Just as Ben is about to make ‘may rape her’ into ‘is raping her’, the sheriff pulls up to see what’s going on. Lynn makes a quick break for it and gets into the sheriff’s car. She doesn’t tell him about Ben’s advances; she just says she wants a ride back to the café/farm where she’s staying. Lynn has been acting stranger and stranger even as the sheriff starts showing interest in the beautiful young waitress. Finally, he leaves and Lynn, oddly, decides to call Ben. She apologizes to him for how she behaved and asks him to come over the next day so she can make it up to him.
Ben is excited to come and let Lynn make things up to him. He’s even more excited when she invites him into the bed with her. The pair are making out hot and heavy when Lynn reaches under the sheets towards his crotch. Ben is enjoying her attentions to his special place when she snaps her hand up. There is a spurt of blood under the sheets and Ben screams. Lynn pulls out the straight razor she used on him and finishes the job.

PARTS OF THE EXERCISE.
A. Answer these about the plot summary, one line each:
(i) Where does Lynn ask the sheriff to take her?
(ii) When does Lynn ask Ben to come over?
(iii) What does Lynn use on Ben under the sheets?
B. Can you pick up the plot summary after its last sentence and carry it forward?

DATASET ENTRIES.
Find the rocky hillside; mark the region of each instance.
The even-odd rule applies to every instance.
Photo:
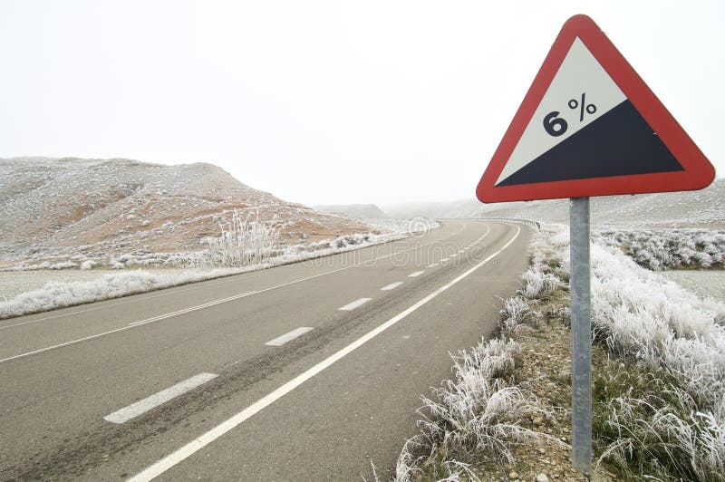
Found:
[[[371,227],[253,189],[210,164],[0,159],[0,261],[198,250],[237,210],[274,221],[284,244]]]
[[[725,227],[725,179],[701,191],[593,198],[592,223],[608,227]],[[483,204],[477,199],[383,207],[394,217],[518,217],[568,223],[568,200]]]

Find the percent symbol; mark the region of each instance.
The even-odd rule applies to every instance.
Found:
[[[579,122],[584,121],[585,112],[589,114],[594,114],[596,112],[596,106],[594,104],[586,104],[586,92],[582,92],[581,101],[577,101],[576,99],[571,99],[568,104],[569,109],[576,109],[578,107],[581,108],[579,112]],[[558,111],[549,112],[546,115],[546,117],[544,117],[544,130],[550,136],[559,137],[566,132],[568,128],[569,124],[566,123],[566,120],[564,118],[559,117]]]
[[[586,95],[586,93],[582,92],[582,101],[581,102],[577,102],[576,99],[572,99],[571,101],[569,101],[569,109],[576,109],[579,106],[582,107],[581,113],[579,113],[579,121],[580,122],[584,120],[585,105],[586,105],[586,102],[585,101],[585,95]],[[590,113],[590,114],[593,114],[593,113],[596,112],[596,106],[594,104],[586,105],[586,111],[588,113]]]

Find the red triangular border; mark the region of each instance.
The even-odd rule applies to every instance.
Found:
[[[546,95],[556,72],[576,37],[579,37],[602,64],[635,109],[654,130],[684,169],[661,172],[613,176],[589,179],[532,183],[496,187],[496,181],[514,148]],[[486,169],[476,196],[485,203],[585,198],[617,194],[642,194],[701,189],[715,178],[715,169],[690,136],[665,109],[632,65],[604,32],[586,15],[575,15],[564,24],[556,40],[528,89],[524,101],[508,126],[501,143]]]

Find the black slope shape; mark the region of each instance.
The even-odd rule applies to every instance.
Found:
[[[497,186],[678,170],[684,169],[624,101]]]

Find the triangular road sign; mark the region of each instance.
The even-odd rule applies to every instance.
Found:
[[[566,21],[481,178],[483,202],[701,189],[707,158],[604,32]]]

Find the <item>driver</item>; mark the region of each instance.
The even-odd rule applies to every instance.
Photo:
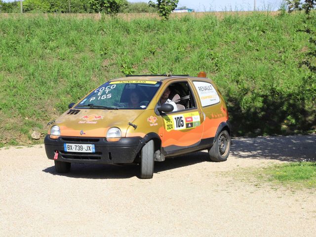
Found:
[[[158,105],[161,106],[161,105],[163,105],[163,104],[170,104],[173,106],[173,110],[172,112],[177,111],[178,110],[178,108],[177,108],[176,103],[169,99],[169,95],[170,95],[170,90],[168,86],[163,92],[163,94],[162,94],[162,95],[161,95],[159,101],[158,101]]]

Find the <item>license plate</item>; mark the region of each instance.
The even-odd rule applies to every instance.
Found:
[[[70,144],[64,143],[64,148],[65,152],[86,152],[90,153],[95,152],[94,144]]]

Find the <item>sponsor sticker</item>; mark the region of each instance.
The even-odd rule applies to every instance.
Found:
[[[202,107],[219,103],[219,96],[212,84],[204,81],[193,81],[193,83],[198,91]]]
[[[110,84],[120,84],[124,83],[144,83],[144,84],[156,84],[157,81],[153,81],[152,80],[118,80],[117,81],[111,81]]]
[[[83,119],[84,121],[79,121],[78,123],[96,123],[97,122],[97,121],[95,121],[96,120],[99,119],[103,119],[103,117],[101,115],[85,115],[81,117],[81,119]]]
[[[157,126],[158,125],[158,123],[156,122],[157,120],[157,117],[155,116],[151,116],[147,118],[147,121],[149,122],[151,126]]]
[[[200,125],[198,112],[188,113],[163,117],[165,127],[167,131],[183,130],[196,127]]]

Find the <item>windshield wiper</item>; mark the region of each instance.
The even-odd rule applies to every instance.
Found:
[[[101,109],[102,110],[118,110],[117,107],[107,107],[102,105],[94,105],[93,104],[89,104],[87,105],[77,105],[77,107],[89,107],[91,109]]]

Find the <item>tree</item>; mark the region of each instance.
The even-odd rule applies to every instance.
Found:
[[[171,12],[177,7],[178,2],[179,0],[157,0],[157,3],[149,1],[148,4],[158,10],[158,14],[162,19],[168,20]]]
[[[295,10],[304,10],[307,14],[316,6],[316,0],[305,0],[304,3],[301,0],[286,0],[288,7],[288,12],[292,12]]]
[[[0,10],[1,12],[19,12],[20,11],[20,1],[14,1],[5,2],[0,0]]]
[[[124,4],[123,0],[89,0],[91,8],[95,12],[111,15],[118,13]]]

EXPECTED RESULTS.
A.
(i) Back to the café/farm where she's staying.
(ii) The next day.
(iii) A straight razor.

B.
Zambrini hears the commotion and comes in to find Lynn hugging herself and speaking gibberish on the floor. Ben is dead and the walls are covered in blood.
If Lynn had come to almost any other farm she’d have been arrested and that would be the end of it. Only Zambrini has his own murderous secrets to keep and plus, he likes the pretty young drifter. So instead of calling the sheriff, Zambrini cleans Lynn up, puts her in his bed to rest and cleans the room up. What happened to Ben? Take a guess. Now the question becomes one of how long can these two broken people keep their deadly secrets?
An independent release written and directed by star Marc Lawrence, Pigs is a film of many titles. Among the many titles the film has had: The 13th Pig, Daddy's Deadly Darling, Horror Farm, Daddy's Girl, The Strange Exorcism of Lynn Hart, The Strange Love Exorcist and Roadside Torture Chamber. The film had a decent cinematic run in 1973, with the distribution company serving bacon at the film’s premiere.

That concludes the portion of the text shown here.